--- START Records for this exercise ---
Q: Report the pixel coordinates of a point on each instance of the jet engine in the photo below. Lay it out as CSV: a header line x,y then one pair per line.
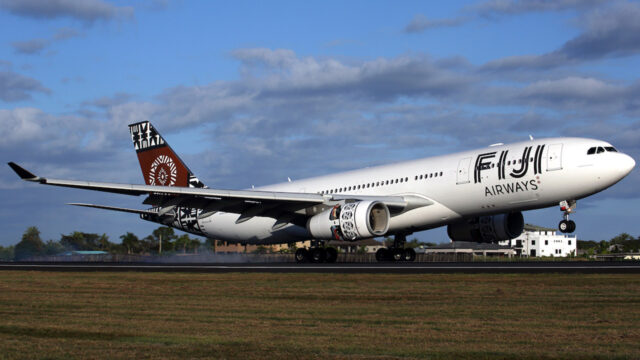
x,y
350,221
488,229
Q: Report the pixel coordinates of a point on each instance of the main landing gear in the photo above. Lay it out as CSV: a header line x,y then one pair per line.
x,y
397,252
317,253
566,225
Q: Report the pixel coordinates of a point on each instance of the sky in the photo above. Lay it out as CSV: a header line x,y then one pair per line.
x,y
250,93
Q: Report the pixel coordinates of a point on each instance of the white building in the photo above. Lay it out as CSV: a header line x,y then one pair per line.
x,y
540,241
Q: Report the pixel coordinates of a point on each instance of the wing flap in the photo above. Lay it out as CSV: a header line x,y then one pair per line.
x,y
272,203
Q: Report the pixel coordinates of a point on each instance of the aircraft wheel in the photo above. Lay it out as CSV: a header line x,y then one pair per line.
x,y
302,255
332,255
382,254
409,255
398,254
318,255
563,226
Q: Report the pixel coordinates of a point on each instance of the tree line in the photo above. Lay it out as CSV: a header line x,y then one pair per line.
x,y
162,240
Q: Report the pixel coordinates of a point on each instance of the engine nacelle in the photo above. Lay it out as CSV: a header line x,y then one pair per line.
x,y
488,228
351,221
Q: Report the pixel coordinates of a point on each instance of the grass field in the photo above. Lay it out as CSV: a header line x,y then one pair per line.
x,y
60,315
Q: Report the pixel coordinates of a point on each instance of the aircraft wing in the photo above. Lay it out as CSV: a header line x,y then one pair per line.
x,y
248,203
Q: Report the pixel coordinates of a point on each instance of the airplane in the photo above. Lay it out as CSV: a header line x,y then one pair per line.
x,y
479,195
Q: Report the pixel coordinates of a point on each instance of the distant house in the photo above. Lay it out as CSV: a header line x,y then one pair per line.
x,y
536,241
477,249
85,252
370,245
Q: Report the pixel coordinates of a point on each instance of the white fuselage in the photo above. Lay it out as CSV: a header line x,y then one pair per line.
x,y
497,179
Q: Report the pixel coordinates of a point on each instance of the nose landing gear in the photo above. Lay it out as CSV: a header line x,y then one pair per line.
x,y
566,225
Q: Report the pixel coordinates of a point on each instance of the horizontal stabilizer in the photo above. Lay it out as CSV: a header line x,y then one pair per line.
x,y
113,208
24,174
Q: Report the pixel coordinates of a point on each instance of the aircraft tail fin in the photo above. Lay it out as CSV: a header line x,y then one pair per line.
x,y
160,165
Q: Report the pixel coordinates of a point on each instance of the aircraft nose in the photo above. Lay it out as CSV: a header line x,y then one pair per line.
x,y
626,164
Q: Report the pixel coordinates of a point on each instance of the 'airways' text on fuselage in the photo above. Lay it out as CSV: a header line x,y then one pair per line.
x,y
510,188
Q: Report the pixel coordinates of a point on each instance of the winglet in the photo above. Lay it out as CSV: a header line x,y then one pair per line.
x,y
24,174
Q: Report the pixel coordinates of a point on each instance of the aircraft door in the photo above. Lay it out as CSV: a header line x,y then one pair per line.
x,y
463,171
554,157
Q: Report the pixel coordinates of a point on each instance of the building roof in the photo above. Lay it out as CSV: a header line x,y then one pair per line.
x,y
531,227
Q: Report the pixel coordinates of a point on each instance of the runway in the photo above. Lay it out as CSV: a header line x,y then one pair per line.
x,y
582,267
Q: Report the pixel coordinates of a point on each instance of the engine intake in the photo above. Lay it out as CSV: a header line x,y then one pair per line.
x,y
487,229
351,221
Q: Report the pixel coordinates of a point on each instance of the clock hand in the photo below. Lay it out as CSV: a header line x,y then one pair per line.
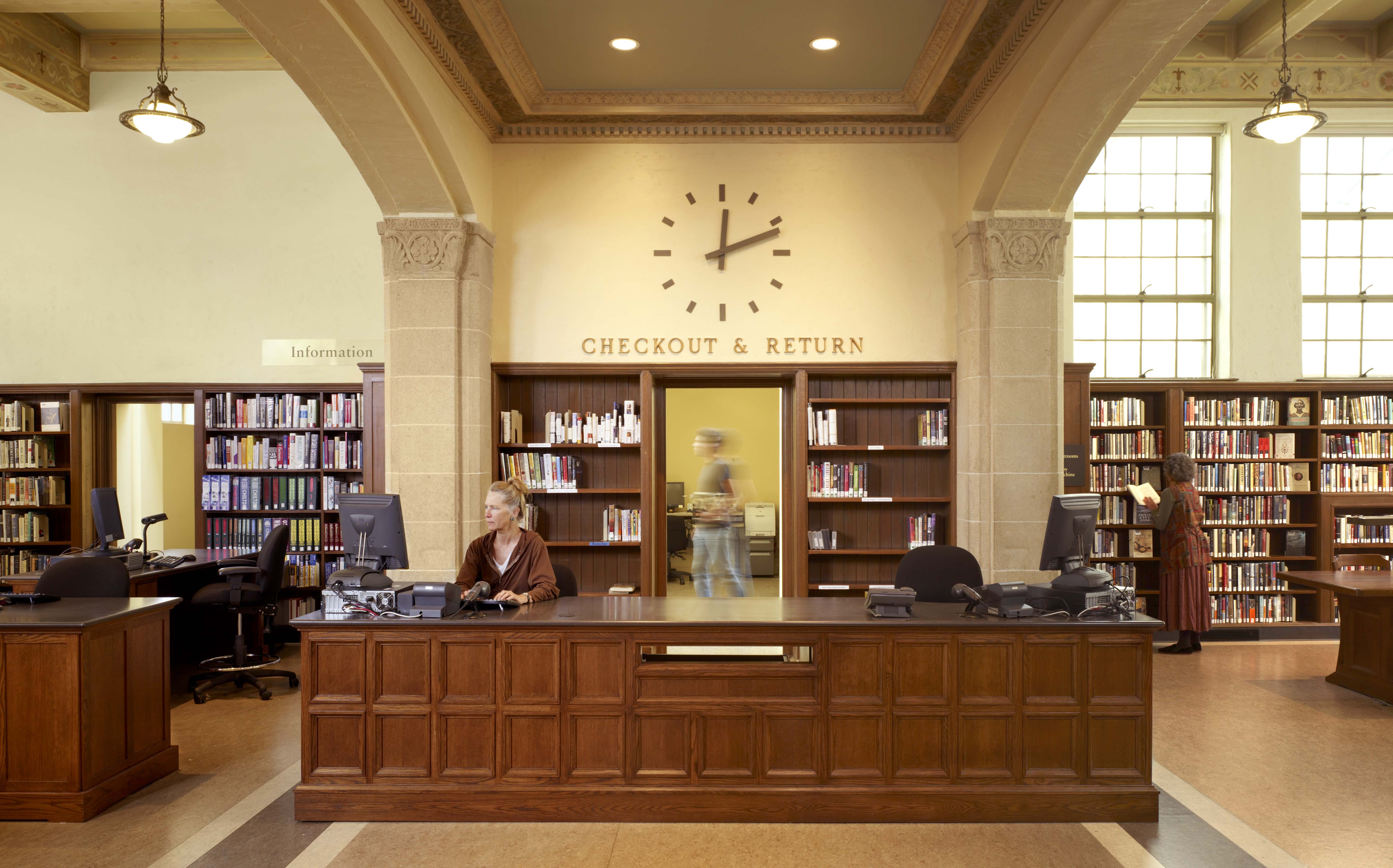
x,y
728,249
--- END Records for this exercise ---
_Aim of the exercise_
Retype verbatim only the lines beginning with the line that contains "of the building" and ending with the last line of the listing above; pictures are to be excluded.

_Worked answer_
Q: Report the pixel coordinates of a point on each instance of the building roof in the photo above. Lay it out as CSV: a header line x,y then one pair per line.
x,y
531,227
Q: Report the pixel coordinates of a point on each instance of the runway in the photo above. Lay it out as CSV: a header line x,y then one pair per line.
x,y
582,267
Q: Report the pixel coordinates of a point on each instance of the engine intake in the photo above. Lay it out as CSV: a header line x,y then one pair per line.
x,y
487,229
351,221
Q: Report the pixel coordinates of a point on each instance of the clock hand in the photo below. Lay it out as CSV: a header line x,y then one pair per line.
x,y
728,249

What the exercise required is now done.